§ About this task: Repeat every record below exactly, omitting any pictures.

§ Dataset content:
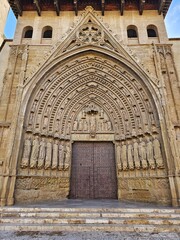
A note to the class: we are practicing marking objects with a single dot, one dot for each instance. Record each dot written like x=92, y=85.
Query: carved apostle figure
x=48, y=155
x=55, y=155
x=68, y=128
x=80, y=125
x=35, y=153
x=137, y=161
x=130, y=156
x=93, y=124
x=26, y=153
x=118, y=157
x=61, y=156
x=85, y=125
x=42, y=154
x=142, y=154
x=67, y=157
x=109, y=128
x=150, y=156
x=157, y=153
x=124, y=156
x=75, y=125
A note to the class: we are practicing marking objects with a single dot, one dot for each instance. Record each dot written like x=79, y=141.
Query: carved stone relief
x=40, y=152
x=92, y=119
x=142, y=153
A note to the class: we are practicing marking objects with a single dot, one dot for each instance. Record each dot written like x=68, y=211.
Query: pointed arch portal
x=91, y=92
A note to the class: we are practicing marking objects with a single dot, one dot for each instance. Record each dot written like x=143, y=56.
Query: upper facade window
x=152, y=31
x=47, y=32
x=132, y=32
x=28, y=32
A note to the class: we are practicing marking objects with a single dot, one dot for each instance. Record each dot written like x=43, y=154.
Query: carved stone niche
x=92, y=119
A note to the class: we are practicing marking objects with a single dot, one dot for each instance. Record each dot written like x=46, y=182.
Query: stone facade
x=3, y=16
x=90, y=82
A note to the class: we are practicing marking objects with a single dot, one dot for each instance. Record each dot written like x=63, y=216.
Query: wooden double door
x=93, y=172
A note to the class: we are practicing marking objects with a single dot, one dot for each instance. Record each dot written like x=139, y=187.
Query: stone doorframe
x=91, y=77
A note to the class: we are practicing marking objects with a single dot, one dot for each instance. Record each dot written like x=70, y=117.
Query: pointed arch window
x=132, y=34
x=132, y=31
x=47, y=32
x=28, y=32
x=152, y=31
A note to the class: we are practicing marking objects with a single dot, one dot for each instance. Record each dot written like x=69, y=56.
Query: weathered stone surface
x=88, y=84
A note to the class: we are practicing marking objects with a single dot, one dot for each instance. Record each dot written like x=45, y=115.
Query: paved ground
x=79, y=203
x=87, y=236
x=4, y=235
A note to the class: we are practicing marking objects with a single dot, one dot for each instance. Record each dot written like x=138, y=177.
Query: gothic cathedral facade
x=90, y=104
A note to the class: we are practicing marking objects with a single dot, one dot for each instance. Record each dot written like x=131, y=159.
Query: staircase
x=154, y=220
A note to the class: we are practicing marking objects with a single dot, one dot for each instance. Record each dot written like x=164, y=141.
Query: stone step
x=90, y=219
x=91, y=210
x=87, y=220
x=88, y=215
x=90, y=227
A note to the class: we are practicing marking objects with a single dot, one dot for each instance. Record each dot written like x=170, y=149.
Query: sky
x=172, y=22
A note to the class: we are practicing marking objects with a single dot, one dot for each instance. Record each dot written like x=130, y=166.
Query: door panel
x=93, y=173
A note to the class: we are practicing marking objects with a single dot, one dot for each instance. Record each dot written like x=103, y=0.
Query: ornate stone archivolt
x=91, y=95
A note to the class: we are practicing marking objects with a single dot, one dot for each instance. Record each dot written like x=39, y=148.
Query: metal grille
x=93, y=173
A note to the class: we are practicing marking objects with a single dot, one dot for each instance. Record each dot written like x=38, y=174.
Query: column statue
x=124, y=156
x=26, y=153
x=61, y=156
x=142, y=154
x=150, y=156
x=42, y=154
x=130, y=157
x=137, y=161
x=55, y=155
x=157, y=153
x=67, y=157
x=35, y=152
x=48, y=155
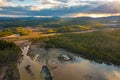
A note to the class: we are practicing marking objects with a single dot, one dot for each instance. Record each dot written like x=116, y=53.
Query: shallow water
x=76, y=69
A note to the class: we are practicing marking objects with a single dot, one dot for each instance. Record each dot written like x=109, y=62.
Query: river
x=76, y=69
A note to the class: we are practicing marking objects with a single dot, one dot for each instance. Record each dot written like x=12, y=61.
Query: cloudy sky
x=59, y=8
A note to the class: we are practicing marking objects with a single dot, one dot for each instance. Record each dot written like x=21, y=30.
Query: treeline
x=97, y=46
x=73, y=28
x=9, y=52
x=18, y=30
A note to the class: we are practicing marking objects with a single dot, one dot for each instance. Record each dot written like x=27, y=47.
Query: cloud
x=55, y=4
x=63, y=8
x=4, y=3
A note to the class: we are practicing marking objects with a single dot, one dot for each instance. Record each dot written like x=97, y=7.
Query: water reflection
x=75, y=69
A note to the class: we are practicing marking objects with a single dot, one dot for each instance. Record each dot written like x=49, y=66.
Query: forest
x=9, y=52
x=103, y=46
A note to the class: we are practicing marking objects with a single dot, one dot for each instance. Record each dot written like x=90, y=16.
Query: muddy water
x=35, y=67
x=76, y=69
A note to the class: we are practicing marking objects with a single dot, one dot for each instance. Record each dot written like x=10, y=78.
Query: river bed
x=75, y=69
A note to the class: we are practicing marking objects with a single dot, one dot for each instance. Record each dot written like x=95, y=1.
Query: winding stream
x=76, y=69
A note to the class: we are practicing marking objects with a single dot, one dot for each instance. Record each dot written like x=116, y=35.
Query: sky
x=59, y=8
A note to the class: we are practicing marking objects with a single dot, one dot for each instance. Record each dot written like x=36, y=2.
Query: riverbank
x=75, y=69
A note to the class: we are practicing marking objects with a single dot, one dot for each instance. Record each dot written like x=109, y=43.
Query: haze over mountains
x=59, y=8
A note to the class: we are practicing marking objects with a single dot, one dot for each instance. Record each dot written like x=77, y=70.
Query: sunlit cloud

§ Response:
A note to the class: we are practicing marking objects with a single dot, one dot for each instance. Record each dot written like x=92, y=85.
Query: carved apostle figure
x=48, y=155
x=55, y=155
x=68, y=128
x=80, y=125
x=35, y=153
x=137, y=161
x=130, y=156
x=93, y=124
x=26, y=153
x=118, y=157
x=61, y=156
x=85, y=125
x=42, y=154
x=142, y=154
x=67, y=157
x=109, y=128
x=150, y=156
x=157, y=153
x=124, y=156
x=75, y=125
A note to the class: we are practicing marking objects with a single dot, one dot for each instance. Record each dot written like x=79, y=141.
Query: carved stone relief
x=40, y=152
x=92, y=119
x=142, y=153
A note to the class: we are practicing marking objects with a single dot, one dot for each instance. Record each dot written like x=68, y=211.
Query: pointed arch portal
x=91, y=92
A note to the class: we are practicing marking objects with a single dot, one dot for each instance. Record each dot written like x=143, y=56.
Query: upper facade window
x=152, y=31
x=47, y=32
x=132, y=32
x=28, y=32
A note to the class: we are practicing marking objects with a single dot, one dot for each instance. Record each dot written like x=43, y=154.
Query: carved stone niche
x=92, y=119
A note to the class: we are practicing marking objects with a single dot, one dot for each instance. Record each dot written like x=46, y=182.
Query: stone facade
x=3, y=16
x=90, y=82
A note to the class: we are practicing marking objects with a single dot, one dot for each instance. Record each dot written like x=63, y=216.
Query: wooden double door
x=93, y=172
A note to the class: we are practicing marking objects with a single dot, one dot for each instance. Record each dot written like x=139, y=187.
Query: stone doorframe
x=91, y=77
A note to the class: we are practicing marking objects with a single dot, one dot for each instance. Record each dot written like x=70, y=117.
Query: pointed arch window
x=132, y=34
x=132, y=31
x=47, y=32
x=28, y=32
x=152, y=31
A note to the class: we are practicing marking objects with a single dot, one dot for each instance. Record each dot written like x=69, y=56.
Query: weathered stone surface
x=88, y=84
A note to the class: we are practicing marking objects with a single dot, one dot for each instance. Record each dot written like x=45, y=115.
Query: paved ground
x=79, y=203
x=87, y=236
x=4, y=235
A note to the class: we are practicing marking objects with a single dot, one dot for each instance. Record each dot written like x=138, y=177.
Query: gothic cathedral facade
x=90, y=104
A note to the class: we are practicing marking objects with a single dot, one dot for each instance. Record each dot written like x=131, y=159.
Query: staircase
x=154, y=220
A note to the class: we are practicing marking objects with a single dot, one dot for each instance. Record each dot written like x=164, y=141.
Query: stone step
x=90, y=219
x=91, y=210
x=87, y=220
x=88, y=215
x=90, y=227
A note to the class: we are practicing marking objects with a single dot, one dot for each instance. Record each dot written like x=170, y=149.
Query: sky
x=172, y=22
A note to the class: we are practicing marking objects with a single dot, one dot for each instance. Record each dot written like x=130, y=166.
Query: door panel
x=93, y=173
A note to the class: we are practicing marking objects with a single dot, one dot for each instance. Record each dot written like x=103, y=0.
Query: ornate stone archivolt
x=91, y=95
A note to the class: we are practicing marking objects with a single dot, one dot for each instance. Record each dot written like x=39, y=148.
Query: metal grille
x=93, y=173
A note to the class: we are practicing marking objects with a single dot, one dot for each instance. Record each dot written like x=38, y=174.
Query: column statue
x=124, y=156
x=26, y=153
x=61, y=156
x=142, y=154
x=150, y=156
x=42, y=154
x=130, y=157
x=137, y=161
x=55, y=155
x=157, y=153
x=67, y=157
x=35, y=152
x=48, y=155
A note to the class: we are practicing marking objects with a single dot, one dot for each instance. Record each dot written like x=116, y=53.
Query: shallow water
x=76, y=69
A note to the class: we are practicing marking objects with a single dot, one dot for each instance. Record each dot written like x=109, y=62.
Query: river
x=76, y=69
A note to the class: we are practicing marking objects with a single dot, one dot for each instance. Record each dot written like x=12, y=61.
Query: cloudy sky
x=59, y=8
A note to the class: we are practicing marking objects with a single dot, one dot for each instance. Record each dot written like x=21, y=30.
Query: treeline
x=97, y=46
x=73, y=28
x=9, y=52
x=18, y=30
A note to the class: we are practicing marking objects with a single dot, one dot for each instance. Record each dot written like x=27, y=47.
Query: cloud
x=55, y=4
x=63, y=8
x=4, y=3
A note to the class: we are practicing marking objects with a single dot, one dot for each instance. Record each dot written like x=97, y=7.
Query: water reflection
x=75, y=69
A note to the class: we are practicing marking objects with a single dot, one dot for each instance. Record each dot written like x=49, y=66.
Query: forest
x=9, y=52
x=103, y=46
A note to the class: we are practicing marking objects with a single dot, one dot for each instance. Record each dot written like x=90, y=16.
Query: muddy water
x=35, y=67
x=76, y=69
A note to the class: we are practicing marking objects with a single dot, one dot for each instance. Record each dot written like x=10, y=78.
Query: river bed
x=75, y=69
A note to the class: we are practicing marking objects with a single dot, one dot for each instance. Record each dot written like x=95, y=1.
Query: winding stream
x=76, y=69
A note to the class: we are practicing marking objects with a single dot, one dot for each instance. Record each dot written like x=116, y=35.
Query: sky
x=59, y=8
A note to the class: we are practicing marking objects with a single dot, one dot for each instance. Record each dot written like x=36, y=2.
Query: riverbank
x=75, y=69
A note to the class: we are practicing marking objects with a single dot, one dot for each instance. Record each dot written like x=109, y=43.
Query: haze over mountains
x=59, y=8
A note to the class: we are practicing marking objects with a single dot, one dot for each instance. Record each dot written like x=77, y=70.
Query: sunlit cloud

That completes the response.